▶ [Task to carry out] Retype exactly the lines that run from the line with "In this picture, where can the sign" to the final line of the entries, keeping both ends and nothing else.

▶ [Items]
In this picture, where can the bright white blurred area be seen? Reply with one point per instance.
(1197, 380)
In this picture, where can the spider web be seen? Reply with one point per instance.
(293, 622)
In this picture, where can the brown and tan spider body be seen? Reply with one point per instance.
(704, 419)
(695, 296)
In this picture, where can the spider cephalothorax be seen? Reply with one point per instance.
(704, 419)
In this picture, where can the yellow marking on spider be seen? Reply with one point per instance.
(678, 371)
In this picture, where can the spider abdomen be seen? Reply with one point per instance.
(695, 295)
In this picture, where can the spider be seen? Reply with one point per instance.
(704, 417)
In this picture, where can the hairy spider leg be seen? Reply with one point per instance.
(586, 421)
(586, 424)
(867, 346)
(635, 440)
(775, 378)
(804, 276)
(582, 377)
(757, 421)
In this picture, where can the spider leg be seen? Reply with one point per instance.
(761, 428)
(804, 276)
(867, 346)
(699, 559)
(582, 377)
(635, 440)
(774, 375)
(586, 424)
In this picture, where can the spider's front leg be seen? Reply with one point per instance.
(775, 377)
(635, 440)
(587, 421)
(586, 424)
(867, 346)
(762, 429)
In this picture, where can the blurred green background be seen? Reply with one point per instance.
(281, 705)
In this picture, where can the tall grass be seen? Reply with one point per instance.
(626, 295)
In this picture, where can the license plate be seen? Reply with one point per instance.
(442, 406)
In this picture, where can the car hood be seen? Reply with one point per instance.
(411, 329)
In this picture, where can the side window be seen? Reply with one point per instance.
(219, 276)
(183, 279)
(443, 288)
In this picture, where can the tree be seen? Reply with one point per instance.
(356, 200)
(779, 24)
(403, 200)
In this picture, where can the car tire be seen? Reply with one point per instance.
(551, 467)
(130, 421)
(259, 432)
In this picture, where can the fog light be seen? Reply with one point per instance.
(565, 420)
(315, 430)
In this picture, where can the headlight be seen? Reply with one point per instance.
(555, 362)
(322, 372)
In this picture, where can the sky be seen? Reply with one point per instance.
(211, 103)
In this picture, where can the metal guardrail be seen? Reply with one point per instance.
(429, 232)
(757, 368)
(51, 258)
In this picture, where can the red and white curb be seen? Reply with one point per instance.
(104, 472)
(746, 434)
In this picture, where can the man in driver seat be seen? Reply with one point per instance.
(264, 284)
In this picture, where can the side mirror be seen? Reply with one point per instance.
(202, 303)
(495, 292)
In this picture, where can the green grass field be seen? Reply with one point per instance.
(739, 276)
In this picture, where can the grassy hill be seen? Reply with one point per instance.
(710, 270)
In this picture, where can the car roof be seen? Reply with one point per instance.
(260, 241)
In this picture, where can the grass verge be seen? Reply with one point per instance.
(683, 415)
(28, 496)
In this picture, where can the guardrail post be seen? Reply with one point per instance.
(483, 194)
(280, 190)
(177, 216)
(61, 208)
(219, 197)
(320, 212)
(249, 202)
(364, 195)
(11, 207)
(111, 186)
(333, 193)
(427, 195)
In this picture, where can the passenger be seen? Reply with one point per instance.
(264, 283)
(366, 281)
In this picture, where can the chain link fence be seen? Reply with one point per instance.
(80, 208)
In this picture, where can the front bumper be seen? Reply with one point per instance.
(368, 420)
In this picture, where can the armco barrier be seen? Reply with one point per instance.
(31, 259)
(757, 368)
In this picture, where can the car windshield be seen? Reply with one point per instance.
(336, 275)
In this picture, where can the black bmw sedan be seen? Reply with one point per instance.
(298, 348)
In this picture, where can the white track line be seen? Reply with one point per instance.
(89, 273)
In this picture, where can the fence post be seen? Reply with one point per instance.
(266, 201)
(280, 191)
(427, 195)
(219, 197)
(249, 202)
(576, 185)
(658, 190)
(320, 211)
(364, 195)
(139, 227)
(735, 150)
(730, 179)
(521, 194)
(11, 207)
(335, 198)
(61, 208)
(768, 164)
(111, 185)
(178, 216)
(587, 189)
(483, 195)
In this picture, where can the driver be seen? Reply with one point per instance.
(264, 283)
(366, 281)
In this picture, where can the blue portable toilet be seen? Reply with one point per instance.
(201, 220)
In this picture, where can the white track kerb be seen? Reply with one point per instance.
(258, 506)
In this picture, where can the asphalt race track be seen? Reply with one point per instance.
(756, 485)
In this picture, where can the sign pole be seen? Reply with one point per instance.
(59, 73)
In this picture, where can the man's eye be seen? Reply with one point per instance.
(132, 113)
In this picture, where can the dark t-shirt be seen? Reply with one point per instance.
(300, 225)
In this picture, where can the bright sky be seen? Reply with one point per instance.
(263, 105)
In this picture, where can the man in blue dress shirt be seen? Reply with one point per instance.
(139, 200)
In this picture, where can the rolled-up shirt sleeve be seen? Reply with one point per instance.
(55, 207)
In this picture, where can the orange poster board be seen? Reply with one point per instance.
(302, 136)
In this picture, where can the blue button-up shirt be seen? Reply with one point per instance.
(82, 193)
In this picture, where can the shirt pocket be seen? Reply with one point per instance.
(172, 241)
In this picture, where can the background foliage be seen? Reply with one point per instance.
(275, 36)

▶ [Correct response]
In this picture, where can the sign pole be seen? Reply with one point per instance.
(59, 73)
In this picture, where can the man's eye be seen? Reply with one point per instance.
(132, 113)
In this picture, where can the dark t-shirt be seen? Reply with one point per instance.
(300, 225)
In this picture, where can the bright sky be seen? Reply with one point per instance.
(263, 105)
In this picture, where can the man in blue dress shirt be seen? Reply with one point per instance.
(139, 200)
In this picture, where can the rolled-up shirt sleeve be seen? Reply with one point per instance.
(55, 207)
In this picture, where can the orange poster board be seen? Reply with one point per instance.
(302, 136)
In this picture, where can the blue button-up shirt be seen? Reply with one point per instance.
(82, 193)
In this picture, where can the shirt pocket be seen? Reply with one point per instance.
(172, 241)
In this picture, where can the background foliage be seen? Reply with one point per instance.
(275, 36)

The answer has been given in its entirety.